* _Consigne_
Rédigez la suite de l'extrait ci-dessous consacré au Covid long, en reprenant juste après sa dernière phrase.

* _Extrait fourni_
###

C’est d’abord sur les réseaux sociaux que les témoignages sont apparus, dès le mois d’avril. Peu d’inquiétude au premier abord, tant ces symptômes viraux qui se prolongent quelque temps chez l’adulte sont habituellement traités par les médecins. Mais la persistance des symptômes post-Covid au-delà de trois mois, combinés à leur caractère polymorphe, a fini par interpeller les professionnels de santé, démunis face à cette résurgence difficile à anticiper et traiter. Il s'agit en effet d'une maladie nouvelle dont les symptômes ne sont pas toujours visibles. C’est ainsi qu’est née #ApresJ20 – Association Covid Long France. « Notre but est d’informer sur le Covid long pour éviter à des milliers de personnes de se retrouver peut-être avec un handicap à vie, indique Pauline, 27 ans, porte-parole et présidente de l’association. Il n’y a pas que des gens qui guérissent, ou qui meurent ». Contaminée mi-mars, cette chercheuse doctorante en nutrition a dû retourner vivre chez ses parents : « J’ai une dysautonomie, c’est à dire un dérèglement du système nerveux autonome, une dyspnée ou syndrome d’hyperventilation, et une suspicion de péricardite ». Maux auxquels il faut également ajouter des troubles cognitifs et, selon ses propres termes, « une fatigue enveloppante ».

###

Données conservées d'une collection:
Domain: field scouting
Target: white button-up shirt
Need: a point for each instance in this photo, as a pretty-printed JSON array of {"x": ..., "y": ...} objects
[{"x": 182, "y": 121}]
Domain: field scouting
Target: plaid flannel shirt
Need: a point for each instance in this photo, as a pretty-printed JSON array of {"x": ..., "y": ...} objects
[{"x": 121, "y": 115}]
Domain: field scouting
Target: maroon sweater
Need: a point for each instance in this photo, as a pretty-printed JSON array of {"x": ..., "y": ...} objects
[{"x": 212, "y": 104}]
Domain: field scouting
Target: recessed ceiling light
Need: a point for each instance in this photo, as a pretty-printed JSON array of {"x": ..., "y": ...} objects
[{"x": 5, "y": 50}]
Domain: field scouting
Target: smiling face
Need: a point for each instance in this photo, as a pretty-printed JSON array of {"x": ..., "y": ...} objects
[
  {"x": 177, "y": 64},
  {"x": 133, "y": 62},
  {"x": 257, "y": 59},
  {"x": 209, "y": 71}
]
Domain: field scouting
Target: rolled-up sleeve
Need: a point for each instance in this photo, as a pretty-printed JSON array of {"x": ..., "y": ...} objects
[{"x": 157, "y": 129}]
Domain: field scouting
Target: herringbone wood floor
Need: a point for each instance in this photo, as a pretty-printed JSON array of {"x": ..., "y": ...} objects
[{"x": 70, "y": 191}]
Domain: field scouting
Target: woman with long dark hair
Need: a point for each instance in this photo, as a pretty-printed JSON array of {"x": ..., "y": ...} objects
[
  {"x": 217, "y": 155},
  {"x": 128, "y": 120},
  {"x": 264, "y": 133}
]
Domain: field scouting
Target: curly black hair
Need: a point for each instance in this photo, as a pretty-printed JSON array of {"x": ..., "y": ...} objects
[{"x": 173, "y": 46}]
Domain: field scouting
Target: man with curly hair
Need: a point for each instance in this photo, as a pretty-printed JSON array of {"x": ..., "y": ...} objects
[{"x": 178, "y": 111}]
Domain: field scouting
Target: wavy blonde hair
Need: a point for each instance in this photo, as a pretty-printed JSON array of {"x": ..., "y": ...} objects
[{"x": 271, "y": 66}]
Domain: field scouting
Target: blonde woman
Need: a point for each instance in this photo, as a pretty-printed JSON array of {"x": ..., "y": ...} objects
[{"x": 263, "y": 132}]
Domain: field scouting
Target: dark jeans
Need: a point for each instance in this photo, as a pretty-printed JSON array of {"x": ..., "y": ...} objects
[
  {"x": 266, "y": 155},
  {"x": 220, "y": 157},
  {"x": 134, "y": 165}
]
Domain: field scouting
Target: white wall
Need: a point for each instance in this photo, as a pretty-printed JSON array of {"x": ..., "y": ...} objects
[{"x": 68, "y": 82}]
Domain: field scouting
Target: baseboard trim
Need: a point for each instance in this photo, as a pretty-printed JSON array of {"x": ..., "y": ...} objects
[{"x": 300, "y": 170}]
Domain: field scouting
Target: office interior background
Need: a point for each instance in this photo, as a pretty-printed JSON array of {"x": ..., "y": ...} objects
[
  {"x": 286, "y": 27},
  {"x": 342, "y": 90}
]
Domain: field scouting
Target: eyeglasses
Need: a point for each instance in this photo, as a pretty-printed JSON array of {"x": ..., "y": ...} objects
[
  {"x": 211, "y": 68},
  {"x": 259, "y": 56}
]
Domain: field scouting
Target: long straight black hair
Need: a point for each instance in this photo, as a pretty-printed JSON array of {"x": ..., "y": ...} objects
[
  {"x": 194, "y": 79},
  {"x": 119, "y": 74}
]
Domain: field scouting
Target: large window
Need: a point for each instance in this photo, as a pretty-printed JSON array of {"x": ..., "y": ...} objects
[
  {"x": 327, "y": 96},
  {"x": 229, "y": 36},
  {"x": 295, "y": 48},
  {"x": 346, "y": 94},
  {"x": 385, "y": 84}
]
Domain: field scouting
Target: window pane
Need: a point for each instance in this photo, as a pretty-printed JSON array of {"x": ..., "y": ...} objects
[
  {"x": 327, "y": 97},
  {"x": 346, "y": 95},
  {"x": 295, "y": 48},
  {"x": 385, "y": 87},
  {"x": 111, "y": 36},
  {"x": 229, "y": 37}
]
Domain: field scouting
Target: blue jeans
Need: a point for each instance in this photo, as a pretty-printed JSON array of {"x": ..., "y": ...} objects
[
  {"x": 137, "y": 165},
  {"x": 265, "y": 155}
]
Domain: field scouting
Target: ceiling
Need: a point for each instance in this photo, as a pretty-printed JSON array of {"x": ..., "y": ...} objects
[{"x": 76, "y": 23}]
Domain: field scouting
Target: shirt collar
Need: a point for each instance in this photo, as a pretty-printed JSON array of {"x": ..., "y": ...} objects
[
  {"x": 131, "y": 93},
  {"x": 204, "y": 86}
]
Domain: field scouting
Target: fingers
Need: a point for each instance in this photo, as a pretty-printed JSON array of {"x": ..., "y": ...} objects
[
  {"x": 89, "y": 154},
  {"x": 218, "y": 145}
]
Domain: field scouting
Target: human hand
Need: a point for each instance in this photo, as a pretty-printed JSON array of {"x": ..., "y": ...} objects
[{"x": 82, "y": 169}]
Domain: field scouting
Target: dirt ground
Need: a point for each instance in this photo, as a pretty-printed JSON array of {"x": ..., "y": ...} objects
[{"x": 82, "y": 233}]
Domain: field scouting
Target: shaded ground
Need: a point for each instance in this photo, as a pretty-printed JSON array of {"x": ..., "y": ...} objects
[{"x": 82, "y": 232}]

###

* _Réponse_
Une enquête menée par l’AP-HP auprès de 600 patients, détaille que ces malades de la Covid peuvent présenter des troubles neurologiques, mais aussi digestifs, ORL ou gynécologiques, qui les handicapent toujours plus ou moins lourdement, au moins trois semaines après leur contamination. Une enquête des CDC d’Atlanta sur des patients symptomatiques mais non hospitalisés, conclut que des symptômes persistent chez au moins un tiers des malades deux à trois semaines après leur primo-infection. L’AP-HP, elle, retient un taux compris entre 10 et 15%.

Une étude danoise conduite aux Îles Féroé parue dans Clinical Infectious Disease conclut que, chez une partie non négligeable des patients, les symptômes peuvent mettre des mois à se résorber, même chez les personnes n'ayant eu que des symptômes modérés de Covid-19. Le nombre de malades reste donc encore difficile à chiffrer, tout comme la durée des symptômes à partir de laquelle la Covid-19 peut être qualifiée de « long ».

Pour tous ces patients, il est toutefois nécessaire de poursuivre les investigations pour mieux cerner la prévalence, établir des critères diagnostics et déterminer l'étiologie de la maladie. Tout cela, dans le but de proposer aux patients des traitements médicaux adaptés. Certains hôpitaux ont créé des consultations spécialement dédiées à cette nouvelle maladie de longue durée, quand sa reconnaissance et détection restent difficile. Une étude appelée « Colocate » a également été lancée par le centre hospitalier de Tourcoing (Nord). Elle a pour vocation de tenter de faire la lumière sur ce Covid-long. Force est toutefois de constater la marginalité de ces initiatives qui en sont à leurs balbutiements. Le syndrome a pourtant été reconnu en août par l’Organisation mondiale de la santé (OMS). Il est pris très au sérieux au Royaume-Uni, où une quarantaine de consultations dédiées ont été créées.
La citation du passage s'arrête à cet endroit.